**TO-DO LIST**
- a) State whether each statement below agrees with the passage on freedom, answering yes or no and quoting the deciding words of the passage: (i) the definition of freedom is attributed to the Merriam-Webster Dictionary; (ii) Aristotle held that the power of voluntary choice is unrelated to moral responsibility; (iii) the pilot example is offered as a case that presents freedom.
- b) Reproduce word for word the portion of the passage on freedom that begins at the words "Freedom, according to" and ends after the words "we are free.".

**READING PASSAGE**
+===+
Freedom, according to the Merriam-Webster Dictionary, means “the absence of necessity, coercion, or constraints in choice or action.”[1] Given that human beings are alive because of desires, constraints stand opposed to choosing or acting on such desires. The necessity or coercion of not having to pursue these desires is opposed by freedom, a reason why humans like freedom and dislike oppositions to freedom. We do not welcome the presence of constraints, impediments and burdens; when they are absent, there is a cause for rejoicing because we can say we are free.
The Greek philosopher Aristotle said that the power of voluntary choice—his conception of freedom—is related to moral responsibility.[2] Hence, in choosing to pursue desires, humans must do so voluntarily. It becomes not praiseworthy if humans perform involuntary actions, such as when a pilot is coerced into landing his plane in order to avoid a raging typhoon. The case does not present freedom, even as it looks like the pilot may have followed his moral responsibility of protecting his passengers from dangers posed by the storm. For humans to be truly free, we must consider moral responsibility in exercising our power of voluntary choice. Whatever desire motivates us into action, we have the freedom to think and decide about what promotes this desire as a way to achieving it. It is within our power to choose if this desire will bring us harm or good to the point that our decision will be able to tell whether we will become good or bad persons as a consequence of deciding for or against pursuing our desire.
+===+
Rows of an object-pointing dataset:

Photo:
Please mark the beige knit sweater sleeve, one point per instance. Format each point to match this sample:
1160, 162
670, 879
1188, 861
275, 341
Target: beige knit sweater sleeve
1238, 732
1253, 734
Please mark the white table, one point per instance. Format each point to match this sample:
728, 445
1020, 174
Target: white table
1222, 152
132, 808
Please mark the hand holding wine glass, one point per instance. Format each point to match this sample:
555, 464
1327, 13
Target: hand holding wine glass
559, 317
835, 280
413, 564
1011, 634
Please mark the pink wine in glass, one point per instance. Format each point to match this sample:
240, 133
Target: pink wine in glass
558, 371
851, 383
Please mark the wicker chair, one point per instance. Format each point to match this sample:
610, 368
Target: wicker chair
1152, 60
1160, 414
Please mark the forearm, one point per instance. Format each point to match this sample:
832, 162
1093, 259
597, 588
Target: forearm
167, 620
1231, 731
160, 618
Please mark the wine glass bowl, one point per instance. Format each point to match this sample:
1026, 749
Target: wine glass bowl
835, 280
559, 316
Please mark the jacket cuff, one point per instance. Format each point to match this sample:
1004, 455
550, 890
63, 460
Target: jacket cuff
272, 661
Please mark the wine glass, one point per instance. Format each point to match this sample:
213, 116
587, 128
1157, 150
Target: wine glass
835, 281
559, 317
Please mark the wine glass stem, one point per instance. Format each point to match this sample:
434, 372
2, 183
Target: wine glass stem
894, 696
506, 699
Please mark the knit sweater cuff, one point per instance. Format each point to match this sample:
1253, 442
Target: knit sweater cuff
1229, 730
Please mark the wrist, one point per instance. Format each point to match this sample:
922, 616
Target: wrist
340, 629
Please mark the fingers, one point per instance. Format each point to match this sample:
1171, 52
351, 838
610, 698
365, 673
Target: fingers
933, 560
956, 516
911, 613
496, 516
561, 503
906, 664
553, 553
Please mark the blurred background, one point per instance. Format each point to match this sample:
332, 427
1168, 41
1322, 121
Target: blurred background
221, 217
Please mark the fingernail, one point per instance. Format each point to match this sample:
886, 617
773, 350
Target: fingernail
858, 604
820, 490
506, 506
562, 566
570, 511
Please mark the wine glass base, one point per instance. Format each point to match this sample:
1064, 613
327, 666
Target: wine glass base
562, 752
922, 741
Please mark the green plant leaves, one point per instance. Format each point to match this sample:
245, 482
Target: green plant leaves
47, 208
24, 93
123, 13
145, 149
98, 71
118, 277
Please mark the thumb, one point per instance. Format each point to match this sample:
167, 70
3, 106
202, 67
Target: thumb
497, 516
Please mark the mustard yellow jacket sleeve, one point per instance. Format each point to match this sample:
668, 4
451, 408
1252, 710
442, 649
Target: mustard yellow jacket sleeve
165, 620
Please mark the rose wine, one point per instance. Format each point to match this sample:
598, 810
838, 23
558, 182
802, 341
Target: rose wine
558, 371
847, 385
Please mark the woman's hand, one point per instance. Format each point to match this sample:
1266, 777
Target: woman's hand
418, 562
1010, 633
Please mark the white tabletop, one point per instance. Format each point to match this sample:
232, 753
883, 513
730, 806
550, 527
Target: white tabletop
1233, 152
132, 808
+===+
**RESULTS OF THE TASKS**
- a)
(i) Yes: "Freedom, according to the Merriam-Webster Dictionary, means"
(ii) No: "is related to moral responsibility"
(iii) No: "The case does not present freedom"

- b)
Freedom, according to the Merriam-Webster Dictionary, means “the absence of necessity, coercion, or constraints in choice or action.”[1] Given that human beings are alive because of desires, constraints stand opposed to choosing or acting on such desires. The necessity or coercion of not having to pursue these desires is opposed by freedom, a reason why humans like freedom and dislike oppositions to freedom. We do not welcome the presence of constraints, impediments and burdens; when they are absent, there is a cause for rejoicing because we can say we are free.